Prompt: Reproduce the records word for word, from the very first line through the line that contains "x=227 y=202", including both of those lines.

══ Extracted records

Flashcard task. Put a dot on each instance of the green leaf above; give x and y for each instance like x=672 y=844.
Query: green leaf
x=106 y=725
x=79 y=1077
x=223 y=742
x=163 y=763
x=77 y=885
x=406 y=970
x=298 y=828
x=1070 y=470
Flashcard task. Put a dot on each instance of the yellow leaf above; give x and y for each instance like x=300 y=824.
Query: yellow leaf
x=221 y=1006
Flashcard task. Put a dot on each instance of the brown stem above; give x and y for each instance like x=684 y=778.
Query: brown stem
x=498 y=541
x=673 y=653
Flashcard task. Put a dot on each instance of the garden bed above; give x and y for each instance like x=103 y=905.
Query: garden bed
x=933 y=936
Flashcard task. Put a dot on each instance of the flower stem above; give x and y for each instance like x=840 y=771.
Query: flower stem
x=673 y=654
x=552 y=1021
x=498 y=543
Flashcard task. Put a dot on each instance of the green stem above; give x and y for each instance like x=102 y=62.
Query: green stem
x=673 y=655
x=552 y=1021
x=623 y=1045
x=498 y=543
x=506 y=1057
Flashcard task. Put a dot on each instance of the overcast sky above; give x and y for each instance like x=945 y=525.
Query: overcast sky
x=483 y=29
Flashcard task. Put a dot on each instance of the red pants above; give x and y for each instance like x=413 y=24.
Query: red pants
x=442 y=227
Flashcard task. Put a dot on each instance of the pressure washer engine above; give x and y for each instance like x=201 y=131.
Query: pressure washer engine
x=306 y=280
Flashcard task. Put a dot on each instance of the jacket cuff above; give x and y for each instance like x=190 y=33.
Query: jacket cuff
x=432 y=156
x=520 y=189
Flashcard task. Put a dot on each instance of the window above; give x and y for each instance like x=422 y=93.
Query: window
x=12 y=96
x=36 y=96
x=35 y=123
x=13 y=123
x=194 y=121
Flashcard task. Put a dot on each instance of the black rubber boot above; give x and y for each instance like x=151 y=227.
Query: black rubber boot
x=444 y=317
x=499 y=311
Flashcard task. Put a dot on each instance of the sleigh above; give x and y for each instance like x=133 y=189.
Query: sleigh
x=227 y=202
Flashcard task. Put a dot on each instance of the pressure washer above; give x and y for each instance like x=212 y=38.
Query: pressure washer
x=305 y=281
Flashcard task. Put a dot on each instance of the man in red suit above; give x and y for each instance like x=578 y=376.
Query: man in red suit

════

Worked answer:
Flashcard task. Put a dot on each instance of the green leaf above; give x and y for each instance like x=672 y=844.
Query: green leaf
x=106 y=725
x=79 y=1077
x=223 y=742
x=163 y=763
x=77 y=885
x=406 y=970
x=298 y=828
x=1070 y=470
Flashcard task. Put a dot on each instance of the yellow leaf above; give x and y for each instance like x=300 y=824.
Query: yellow leaf
x=221 y=1006
Flashcard task. Put a dot on each instance of the brown stem above; give x and y for each instance like x=684 y=778.
Query: brown stem
x=498 y=541
x=673 y=653
Flashcard task. Put a dot on each instance of the garden bed above; give x and y for each instance like x=103 y=905.
Query: garden bed
x=933 y=936
Flashcard task. Put a dot on each instance of the flower stem above; give x and y for each instance like x=840 y=771.
Query: flower stem
x=673 y=654
x=552 y=1021
x=498 y=543
Flashcard task. Put a dot on each instance of the green stem above; give x and y for each instance like x=102 y=62.
Query: green stem
x=673 y=655
x=552 y=1021
x=623 y=1045
x=498 y=543
x=506 y=1057
Flashcard task. Put a dot on each instance of the overcast sky above; give x and y for each instance like x=945 y=525.
Query: overcast sky
x=483 y=29
Flashcard task. Put a dot on each instance of the red pants above; give x and y for each instance like x=413 y=24.
Query: red pants
x=442 y=227
Flashcard task. Put a dot on each instance of the pressure washer engine above; give x and y for each instance like x=201 y=131.
Query: pressure washer engine
x=306 y=280
Flashcard task. Put a dot on each instance of the jacket cuff above; give x and y for each instance like x=190 y=33.
Query: jacket cuff
x=432 y=156
x=520 y=189
Flashcard task. Put a dot on each instance of the window above; give x and y for each instance like x=422 y=93.
Query: window
x=12 y=96
x=36 y=96
x=35 y=123
x=13 y=123
x=194 y=121
Flashcard task. Put a dot on each instance of the black rubber boot above; give x and y for each instance like x=151 y=227.
Query: black rubber boot
x=444 y=317
x=499 y=311
Flashcard task. Put a dot on each instance of the sleigh above; give x and y for each instance like x=133 y=189.
Query: sleigh
x=227 y=202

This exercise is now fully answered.